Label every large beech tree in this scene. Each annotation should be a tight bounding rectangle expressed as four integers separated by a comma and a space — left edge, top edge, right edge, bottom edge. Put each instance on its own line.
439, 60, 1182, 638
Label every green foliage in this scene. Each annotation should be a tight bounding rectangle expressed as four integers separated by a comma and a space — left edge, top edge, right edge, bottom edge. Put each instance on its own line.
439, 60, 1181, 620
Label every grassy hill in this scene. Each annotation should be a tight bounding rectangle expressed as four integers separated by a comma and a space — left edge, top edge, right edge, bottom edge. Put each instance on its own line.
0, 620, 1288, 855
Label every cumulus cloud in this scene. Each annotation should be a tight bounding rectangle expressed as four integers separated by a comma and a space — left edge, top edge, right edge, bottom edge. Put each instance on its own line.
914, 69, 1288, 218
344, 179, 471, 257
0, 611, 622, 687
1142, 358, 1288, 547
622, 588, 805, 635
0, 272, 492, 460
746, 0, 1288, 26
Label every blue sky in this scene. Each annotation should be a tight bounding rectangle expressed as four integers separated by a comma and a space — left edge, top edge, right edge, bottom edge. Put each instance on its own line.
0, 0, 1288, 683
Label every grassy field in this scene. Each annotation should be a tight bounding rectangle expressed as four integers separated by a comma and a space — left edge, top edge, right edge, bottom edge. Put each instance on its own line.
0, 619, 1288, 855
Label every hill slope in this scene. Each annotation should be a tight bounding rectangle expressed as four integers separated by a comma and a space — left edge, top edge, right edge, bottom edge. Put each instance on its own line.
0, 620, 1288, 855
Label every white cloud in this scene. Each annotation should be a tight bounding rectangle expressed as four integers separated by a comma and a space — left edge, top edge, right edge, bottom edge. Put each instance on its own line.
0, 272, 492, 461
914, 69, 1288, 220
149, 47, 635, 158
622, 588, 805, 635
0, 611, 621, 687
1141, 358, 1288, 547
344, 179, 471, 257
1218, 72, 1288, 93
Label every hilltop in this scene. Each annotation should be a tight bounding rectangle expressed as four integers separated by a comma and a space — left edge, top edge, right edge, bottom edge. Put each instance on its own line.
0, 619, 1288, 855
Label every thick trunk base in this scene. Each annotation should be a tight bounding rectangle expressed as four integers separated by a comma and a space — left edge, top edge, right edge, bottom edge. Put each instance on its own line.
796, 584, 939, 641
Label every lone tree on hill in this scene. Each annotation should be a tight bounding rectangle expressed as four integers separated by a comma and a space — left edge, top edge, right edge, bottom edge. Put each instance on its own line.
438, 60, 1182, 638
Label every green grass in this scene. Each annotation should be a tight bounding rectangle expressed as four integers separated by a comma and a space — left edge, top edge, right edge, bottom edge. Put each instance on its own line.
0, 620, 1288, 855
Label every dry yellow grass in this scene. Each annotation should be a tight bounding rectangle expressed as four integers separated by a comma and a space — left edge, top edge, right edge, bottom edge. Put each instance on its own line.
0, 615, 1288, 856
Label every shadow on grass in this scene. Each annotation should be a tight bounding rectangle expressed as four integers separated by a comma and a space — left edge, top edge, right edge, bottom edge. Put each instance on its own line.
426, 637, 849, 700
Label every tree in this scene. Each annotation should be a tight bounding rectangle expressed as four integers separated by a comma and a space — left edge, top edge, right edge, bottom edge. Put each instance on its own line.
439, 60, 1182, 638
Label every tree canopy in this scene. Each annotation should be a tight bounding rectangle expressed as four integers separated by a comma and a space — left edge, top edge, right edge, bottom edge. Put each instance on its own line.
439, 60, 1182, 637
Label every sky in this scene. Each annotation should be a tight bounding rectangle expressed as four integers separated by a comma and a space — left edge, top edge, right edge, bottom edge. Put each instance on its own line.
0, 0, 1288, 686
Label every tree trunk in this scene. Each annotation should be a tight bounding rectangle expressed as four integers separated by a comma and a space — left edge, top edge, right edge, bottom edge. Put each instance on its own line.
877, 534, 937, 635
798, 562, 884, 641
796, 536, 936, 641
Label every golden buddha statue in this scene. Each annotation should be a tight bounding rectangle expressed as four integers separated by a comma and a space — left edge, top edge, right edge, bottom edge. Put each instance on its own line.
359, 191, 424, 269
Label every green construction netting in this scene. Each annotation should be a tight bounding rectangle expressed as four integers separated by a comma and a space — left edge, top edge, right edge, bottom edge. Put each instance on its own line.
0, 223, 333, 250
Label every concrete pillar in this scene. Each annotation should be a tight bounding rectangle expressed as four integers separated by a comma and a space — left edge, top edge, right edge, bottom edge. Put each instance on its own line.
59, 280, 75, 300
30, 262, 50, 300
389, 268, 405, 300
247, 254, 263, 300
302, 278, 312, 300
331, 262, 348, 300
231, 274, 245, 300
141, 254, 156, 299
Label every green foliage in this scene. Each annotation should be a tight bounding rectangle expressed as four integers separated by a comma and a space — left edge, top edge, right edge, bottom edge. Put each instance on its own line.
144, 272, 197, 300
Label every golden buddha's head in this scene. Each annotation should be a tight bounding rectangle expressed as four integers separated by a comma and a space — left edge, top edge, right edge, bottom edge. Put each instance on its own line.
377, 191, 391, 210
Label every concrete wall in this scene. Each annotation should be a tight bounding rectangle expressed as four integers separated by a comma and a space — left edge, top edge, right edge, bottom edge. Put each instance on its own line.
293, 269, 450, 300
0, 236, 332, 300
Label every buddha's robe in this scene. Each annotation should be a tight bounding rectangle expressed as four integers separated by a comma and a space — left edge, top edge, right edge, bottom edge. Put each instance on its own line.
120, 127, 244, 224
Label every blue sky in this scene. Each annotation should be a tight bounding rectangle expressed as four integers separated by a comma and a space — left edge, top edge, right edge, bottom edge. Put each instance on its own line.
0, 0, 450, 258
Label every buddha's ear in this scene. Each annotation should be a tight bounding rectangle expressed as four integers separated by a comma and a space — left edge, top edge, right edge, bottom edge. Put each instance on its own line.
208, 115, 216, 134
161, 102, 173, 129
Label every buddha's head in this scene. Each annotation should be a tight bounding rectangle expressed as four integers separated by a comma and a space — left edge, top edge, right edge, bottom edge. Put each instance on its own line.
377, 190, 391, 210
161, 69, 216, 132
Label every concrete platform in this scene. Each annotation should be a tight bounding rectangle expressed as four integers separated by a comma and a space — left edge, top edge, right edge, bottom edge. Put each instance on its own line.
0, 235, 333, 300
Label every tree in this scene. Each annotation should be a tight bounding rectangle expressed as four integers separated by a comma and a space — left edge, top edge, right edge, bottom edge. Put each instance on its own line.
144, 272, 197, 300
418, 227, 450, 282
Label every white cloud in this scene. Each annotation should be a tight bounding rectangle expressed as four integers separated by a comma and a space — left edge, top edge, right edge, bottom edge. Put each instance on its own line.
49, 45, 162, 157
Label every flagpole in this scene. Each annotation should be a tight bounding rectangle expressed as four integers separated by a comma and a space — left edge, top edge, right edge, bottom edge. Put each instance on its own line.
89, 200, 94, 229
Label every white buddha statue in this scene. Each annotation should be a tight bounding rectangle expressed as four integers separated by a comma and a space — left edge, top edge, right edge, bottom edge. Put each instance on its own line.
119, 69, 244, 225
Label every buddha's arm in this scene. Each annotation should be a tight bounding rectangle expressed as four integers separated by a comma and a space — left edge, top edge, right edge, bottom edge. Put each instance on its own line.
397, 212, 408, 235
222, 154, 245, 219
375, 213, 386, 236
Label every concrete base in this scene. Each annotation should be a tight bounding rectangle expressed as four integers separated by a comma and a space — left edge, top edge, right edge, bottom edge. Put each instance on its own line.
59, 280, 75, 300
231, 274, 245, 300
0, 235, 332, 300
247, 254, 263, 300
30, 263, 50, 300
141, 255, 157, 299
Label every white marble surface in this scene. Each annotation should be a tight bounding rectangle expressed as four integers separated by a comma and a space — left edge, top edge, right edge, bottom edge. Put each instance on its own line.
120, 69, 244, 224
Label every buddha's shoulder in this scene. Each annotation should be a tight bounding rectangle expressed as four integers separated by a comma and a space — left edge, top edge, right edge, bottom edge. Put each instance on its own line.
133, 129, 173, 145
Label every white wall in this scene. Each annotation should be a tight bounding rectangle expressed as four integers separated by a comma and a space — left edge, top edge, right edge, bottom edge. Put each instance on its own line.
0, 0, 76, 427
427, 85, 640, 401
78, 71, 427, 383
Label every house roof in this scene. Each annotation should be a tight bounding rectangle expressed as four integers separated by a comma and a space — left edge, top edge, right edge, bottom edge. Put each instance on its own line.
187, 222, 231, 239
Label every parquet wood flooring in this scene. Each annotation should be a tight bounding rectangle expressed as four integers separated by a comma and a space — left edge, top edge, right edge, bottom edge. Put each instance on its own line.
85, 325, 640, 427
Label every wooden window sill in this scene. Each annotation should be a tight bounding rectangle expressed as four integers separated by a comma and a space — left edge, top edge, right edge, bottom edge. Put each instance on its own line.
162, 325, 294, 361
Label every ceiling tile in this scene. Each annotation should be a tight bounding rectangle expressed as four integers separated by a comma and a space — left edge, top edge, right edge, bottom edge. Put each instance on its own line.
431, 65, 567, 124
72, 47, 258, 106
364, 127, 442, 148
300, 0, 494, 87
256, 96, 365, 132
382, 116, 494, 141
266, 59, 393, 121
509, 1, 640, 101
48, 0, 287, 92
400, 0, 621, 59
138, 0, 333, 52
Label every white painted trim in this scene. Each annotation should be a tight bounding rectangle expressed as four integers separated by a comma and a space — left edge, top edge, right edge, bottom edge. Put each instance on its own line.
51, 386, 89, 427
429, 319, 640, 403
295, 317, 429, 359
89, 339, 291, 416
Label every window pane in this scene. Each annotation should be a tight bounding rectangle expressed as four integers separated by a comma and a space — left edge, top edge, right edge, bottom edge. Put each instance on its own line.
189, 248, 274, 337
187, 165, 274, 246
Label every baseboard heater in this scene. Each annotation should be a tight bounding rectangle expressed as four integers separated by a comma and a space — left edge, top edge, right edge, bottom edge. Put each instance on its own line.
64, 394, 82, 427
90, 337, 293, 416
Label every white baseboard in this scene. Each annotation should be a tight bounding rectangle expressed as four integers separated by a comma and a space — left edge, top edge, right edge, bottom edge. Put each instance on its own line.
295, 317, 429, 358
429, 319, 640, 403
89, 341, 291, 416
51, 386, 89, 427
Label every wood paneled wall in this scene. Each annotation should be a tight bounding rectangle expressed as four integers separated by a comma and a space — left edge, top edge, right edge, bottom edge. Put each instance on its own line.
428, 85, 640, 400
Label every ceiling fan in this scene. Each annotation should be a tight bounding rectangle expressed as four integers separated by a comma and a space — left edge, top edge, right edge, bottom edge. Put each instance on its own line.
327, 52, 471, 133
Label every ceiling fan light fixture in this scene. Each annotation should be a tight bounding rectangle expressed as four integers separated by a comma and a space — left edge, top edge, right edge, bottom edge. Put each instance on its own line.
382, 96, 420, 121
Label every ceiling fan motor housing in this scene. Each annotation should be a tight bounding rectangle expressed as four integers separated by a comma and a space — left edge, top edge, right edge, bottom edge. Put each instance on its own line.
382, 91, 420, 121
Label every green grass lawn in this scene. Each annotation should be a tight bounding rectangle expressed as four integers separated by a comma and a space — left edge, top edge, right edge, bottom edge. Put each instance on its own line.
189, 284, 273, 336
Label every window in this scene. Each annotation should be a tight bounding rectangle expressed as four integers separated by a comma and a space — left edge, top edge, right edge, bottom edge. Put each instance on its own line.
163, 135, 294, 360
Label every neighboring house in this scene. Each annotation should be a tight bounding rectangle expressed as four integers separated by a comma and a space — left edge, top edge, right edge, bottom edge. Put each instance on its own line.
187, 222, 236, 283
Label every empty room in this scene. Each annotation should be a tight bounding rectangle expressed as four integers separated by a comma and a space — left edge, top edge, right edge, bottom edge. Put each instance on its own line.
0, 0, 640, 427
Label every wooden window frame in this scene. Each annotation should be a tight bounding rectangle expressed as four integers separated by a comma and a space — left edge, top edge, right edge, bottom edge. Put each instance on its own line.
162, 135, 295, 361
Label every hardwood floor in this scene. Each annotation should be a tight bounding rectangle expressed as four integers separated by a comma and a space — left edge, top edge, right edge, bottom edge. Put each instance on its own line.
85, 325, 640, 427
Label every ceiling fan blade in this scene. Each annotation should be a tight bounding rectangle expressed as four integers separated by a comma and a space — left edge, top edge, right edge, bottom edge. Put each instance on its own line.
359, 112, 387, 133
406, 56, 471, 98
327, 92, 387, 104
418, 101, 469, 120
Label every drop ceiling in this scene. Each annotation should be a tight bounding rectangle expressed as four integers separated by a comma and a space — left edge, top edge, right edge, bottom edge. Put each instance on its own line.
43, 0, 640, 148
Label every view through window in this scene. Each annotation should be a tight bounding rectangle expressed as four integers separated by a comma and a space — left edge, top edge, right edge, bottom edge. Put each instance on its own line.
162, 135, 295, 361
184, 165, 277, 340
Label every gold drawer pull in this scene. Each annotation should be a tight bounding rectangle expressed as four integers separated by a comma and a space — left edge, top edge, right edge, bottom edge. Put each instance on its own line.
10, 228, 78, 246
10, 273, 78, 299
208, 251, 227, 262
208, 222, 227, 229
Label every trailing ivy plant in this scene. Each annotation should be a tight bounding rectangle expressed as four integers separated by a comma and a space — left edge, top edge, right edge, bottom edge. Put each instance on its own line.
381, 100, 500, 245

• • • • •

INSTRUCTIONS TO FOLLOW: Extract the lines of the material running from the line that contains "Label every grassy hill" through the line that contains "746, 0, 1288, 26", both of those lines included, and reproduce them without change.

EXERCISE RESPONSE:
Label every grassy hill in this scene. Each annotation should be a tight bounding rectangle expressed as four integers separated by a comma and a space — left edge, top edge, right edge, bottom edge. Put each instance on its own line.
0, 620, 1288, 855
Label every cumulus cloud in this scene. Each annotation should be a tight bounding rectangle expressed as four integers separated by a comma and a space — left edge, top edge, right edge, bottom edge. Put each instance on its own line.
914, 69, 1288, 218
344, 179, 471, 257
0, 611, 622, 687
1142, 358, 1288, 547
622, 588, 805, 635
0, 272, 492, 460
746, 0, 1288, 26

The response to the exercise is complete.